- _EXCERPT PROVIDED_
++++

My stomach has been insane lately. I feel like there's another person inside of me needing food, but I have known for a long time that's biologically impossible. A side effect of having another person inside of me (even if he is imaginary): I get super hungry every three hours. I could eat an entire pizza, a salad, and three glasses of coke, and, like clockwork, my stomach would start its moaning again three hours later. For example, the only reason I'm awake at 1:54 AM on Thanksgiving morning is my stomach. I ate half of a box of graham crackers (shh don't tell my grandmother) and drank some apple cider and I'm not sure that will last me until I fall asleep.
Tomorrow I will try to remedy my sad disorder. I am going to eat at least a quarter of my weight in turkey, stuffing, cranberry sauce, sweet potatoes, mashed potatoes, various salads, apple pie, pumpkin pie, birthday cake, and whatever else my food-crazy family cooks up (I am VERY thankful for my food-crazy family). And I will thoroughly enjoy every moment. However, while I'm supplying my "needy" stomach, I'll remember everything I have for which to thank God. Two trips to Guatemala and one to Kenya have shown me just how fortunate I am to be where I am, with people who love me and a country ready to throw opportunities at me. Thank God for democracy, family, friends, and food. There's one poor family in Guatemala that will probably eat on thanksgiving because they now have a kitchen which I helped build. I'm so blessed and privileged to have helped people.

++++

- _DATA SECTION_
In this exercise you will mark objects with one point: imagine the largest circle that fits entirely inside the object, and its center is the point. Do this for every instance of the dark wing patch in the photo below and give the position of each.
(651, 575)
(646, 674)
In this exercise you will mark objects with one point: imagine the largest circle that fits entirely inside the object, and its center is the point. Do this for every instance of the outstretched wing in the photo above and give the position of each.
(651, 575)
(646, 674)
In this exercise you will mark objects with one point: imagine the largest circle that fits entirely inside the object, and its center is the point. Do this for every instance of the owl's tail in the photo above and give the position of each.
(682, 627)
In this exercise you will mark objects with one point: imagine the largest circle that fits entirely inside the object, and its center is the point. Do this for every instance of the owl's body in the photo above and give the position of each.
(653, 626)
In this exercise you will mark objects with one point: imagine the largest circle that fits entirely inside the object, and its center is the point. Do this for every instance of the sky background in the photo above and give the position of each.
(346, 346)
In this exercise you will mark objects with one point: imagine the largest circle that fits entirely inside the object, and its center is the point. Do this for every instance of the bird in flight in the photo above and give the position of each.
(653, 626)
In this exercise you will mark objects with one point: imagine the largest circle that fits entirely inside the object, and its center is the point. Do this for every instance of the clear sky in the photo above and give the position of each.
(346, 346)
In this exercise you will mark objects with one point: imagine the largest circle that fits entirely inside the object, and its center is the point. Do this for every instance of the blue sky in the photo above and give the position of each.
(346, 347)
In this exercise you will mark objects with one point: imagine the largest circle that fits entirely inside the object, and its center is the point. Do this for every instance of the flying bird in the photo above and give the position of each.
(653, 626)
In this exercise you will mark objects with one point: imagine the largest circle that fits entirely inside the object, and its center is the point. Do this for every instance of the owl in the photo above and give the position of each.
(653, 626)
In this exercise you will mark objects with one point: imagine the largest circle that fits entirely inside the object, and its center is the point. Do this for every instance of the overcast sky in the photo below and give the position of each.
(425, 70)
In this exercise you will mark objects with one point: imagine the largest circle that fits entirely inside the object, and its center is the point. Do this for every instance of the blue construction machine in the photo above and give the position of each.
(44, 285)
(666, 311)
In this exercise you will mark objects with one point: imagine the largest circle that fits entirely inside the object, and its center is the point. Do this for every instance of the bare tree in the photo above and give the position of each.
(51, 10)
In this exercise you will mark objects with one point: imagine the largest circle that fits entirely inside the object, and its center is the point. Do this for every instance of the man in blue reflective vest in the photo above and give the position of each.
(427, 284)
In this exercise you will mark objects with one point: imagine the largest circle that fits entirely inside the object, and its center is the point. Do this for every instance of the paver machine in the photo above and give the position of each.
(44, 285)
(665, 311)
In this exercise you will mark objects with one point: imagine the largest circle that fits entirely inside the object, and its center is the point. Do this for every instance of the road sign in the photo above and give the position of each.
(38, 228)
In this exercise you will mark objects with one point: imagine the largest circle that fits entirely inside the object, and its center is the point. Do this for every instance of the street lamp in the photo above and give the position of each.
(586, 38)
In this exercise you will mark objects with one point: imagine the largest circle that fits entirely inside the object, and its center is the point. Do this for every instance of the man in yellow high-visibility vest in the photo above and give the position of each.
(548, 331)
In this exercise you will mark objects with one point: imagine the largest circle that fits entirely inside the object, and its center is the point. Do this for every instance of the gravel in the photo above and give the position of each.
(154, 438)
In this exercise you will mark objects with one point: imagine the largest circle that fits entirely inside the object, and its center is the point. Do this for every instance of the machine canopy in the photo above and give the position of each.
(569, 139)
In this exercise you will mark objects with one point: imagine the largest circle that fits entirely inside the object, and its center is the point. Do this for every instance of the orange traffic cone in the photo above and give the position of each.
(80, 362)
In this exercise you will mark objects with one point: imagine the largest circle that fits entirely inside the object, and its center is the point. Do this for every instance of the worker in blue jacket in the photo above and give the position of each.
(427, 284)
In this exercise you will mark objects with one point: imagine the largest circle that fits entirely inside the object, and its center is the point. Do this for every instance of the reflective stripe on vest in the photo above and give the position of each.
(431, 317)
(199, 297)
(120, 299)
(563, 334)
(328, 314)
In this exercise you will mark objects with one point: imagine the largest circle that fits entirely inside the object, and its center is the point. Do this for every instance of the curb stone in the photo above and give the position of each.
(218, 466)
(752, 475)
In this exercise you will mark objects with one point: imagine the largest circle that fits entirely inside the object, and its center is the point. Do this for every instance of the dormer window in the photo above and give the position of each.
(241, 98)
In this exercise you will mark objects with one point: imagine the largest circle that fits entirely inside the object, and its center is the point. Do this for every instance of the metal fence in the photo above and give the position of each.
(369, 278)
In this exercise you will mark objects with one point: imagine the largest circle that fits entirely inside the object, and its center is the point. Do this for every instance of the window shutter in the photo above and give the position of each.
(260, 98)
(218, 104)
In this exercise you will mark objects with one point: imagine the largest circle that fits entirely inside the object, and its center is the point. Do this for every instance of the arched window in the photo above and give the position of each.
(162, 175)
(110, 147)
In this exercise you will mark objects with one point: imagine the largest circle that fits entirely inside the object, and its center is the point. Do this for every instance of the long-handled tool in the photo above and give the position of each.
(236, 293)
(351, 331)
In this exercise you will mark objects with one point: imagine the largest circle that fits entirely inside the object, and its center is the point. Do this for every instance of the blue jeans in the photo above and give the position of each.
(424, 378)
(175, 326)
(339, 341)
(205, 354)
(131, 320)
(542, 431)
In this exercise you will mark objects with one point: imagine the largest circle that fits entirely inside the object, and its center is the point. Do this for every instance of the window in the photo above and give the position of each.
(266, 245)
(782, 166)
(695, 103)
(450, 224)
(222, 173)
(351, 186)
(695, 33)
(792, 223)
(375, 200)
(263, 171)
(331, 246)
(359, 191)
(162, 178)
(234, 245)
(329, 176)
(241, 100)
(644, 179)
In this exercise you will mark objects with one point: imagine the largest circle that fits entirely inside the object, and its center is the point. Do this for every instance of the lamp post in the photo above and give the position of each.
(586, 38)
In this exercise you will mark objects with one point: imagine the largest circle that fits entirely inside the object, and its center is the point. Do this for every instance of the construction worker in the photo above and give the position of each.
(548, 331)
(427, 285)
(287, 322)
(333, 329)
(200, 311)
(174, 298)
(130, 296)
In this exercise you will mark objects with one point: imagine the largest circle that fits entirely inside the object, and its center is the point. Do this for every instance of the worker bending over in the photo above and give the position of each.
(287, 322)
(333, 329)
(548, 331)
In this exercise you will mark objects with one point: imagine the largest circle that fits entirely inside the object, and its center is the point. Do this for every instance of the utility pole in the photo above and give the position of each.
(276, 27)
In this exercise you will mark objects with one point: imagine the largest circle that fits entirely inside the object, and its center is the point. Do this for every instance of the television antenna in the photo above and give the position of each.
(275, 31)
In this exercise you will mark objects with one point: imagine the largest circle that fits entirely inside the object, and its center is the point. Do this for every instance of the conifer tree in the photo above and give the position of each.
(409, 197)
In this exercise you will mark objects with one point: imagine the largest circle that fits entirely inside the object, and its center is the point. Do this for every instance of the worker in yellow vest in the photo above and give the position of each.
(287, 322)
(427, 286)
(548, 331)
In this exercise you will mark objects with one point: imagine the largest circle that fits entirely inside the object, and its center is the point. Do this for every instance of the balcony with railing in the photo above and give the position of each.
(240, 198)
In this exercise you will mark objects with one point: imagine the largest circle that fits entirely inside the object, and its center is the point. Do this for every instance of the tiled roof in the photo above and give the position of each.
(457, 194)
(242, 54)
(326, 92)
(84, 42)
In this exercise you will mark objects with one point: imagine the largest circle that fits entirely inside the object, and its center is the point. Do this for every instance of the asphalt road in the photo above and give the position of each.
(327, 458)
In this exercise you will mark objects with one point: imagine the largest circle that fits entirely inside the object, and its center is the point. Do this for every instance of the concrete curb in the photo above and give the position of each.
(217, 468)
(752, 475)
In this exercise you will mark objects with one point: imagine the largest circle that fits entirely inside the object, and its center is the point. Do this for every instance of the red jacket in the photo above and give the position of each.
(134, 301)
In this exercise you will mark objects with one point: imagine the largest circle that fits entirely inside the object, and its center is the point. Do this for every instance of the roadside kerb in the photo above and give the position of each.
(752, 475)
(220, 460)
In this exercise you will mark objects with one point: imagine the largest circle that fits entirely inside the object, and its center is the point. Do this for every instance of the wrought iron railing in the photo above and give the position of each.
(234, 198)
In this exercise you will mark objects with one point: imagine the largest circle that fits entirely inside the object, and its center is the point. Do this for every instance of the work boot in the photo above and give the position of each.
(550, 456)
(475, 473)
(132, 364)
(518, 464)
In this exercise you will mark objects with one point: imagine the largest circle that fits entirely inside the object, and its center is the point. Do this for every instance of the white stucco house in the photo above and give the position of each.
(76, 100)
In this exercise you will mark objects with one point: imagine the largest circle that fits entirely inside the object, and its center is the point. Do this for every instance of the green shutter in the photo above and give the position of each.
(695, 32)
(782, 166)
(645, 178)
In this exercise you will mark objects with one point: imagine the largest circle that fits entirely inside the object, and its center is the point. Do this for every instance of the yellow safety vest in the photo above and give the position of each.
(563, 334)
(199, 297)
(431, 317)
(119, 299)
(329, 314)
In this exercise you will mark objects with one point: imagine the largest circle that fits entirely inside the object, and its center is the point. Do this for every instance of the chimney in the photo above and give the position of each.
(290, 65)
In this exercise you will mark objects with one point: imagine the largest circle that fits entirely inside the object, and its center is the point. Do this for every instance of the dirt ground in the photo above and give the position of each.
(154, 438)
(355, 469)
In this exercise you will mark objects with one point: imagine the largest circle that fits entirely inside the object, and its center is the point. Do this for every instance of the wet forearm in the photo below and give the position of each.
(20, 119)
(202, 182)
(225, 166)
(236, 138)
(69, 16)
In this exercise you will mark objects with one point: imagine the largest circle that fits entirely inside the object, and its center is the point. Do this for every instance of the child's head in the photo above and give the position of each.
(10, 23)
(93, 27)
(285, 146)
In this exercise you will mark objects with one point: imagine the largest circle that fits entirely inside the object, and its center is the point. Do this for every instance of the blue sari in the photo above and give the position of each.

++++

- _WHAT THIS EXERCISE ASKS_
1. Please retype the Thanksgiving post starting at "Tomorrow I will" and ending at "have helped people.".
2. Answer these questions from the Thanksgiving post:
(a) At what time is the writer awake on Thanksgiving morning?
(b) How many trips to Guatemala has the writer taken?
(c) What does the family in Guatemala now have that the writer helped build?
The entries have nothing to do with the Thanksgiving post.

- _RESPONSES_
1.
Tomorrow I will try to remedy my sad disorder. I am going to eat at least a quarter of my weight in turkey, stuffing, cranberry sauce, sweet potatoes, mashed potatoes, various salads, apple pie, pumpkin pie, birthday cake, and whatever else my food-crazy family cooks up (I am VERY thankful for my food-crazy family). And I will thoroughly enjoy every moment. However, while I'm supplying my "needy" stomach, I'll remember everything I have for which to thank God. Two trips to Guatemala and one to Kenya have shown me just how fortunate I am to be where I am, with people who love me and a country ready to throw opportunities at me. Thank God for democracy, family, friends, and food. There's one poor family in Guatemala that will probably eat on thanksgiving because they now have a kitchen which I helped build. I'm so blessed and privileged to have helped people.

2.
(a) 1:54 AM
(b) Two
(c) A kitchen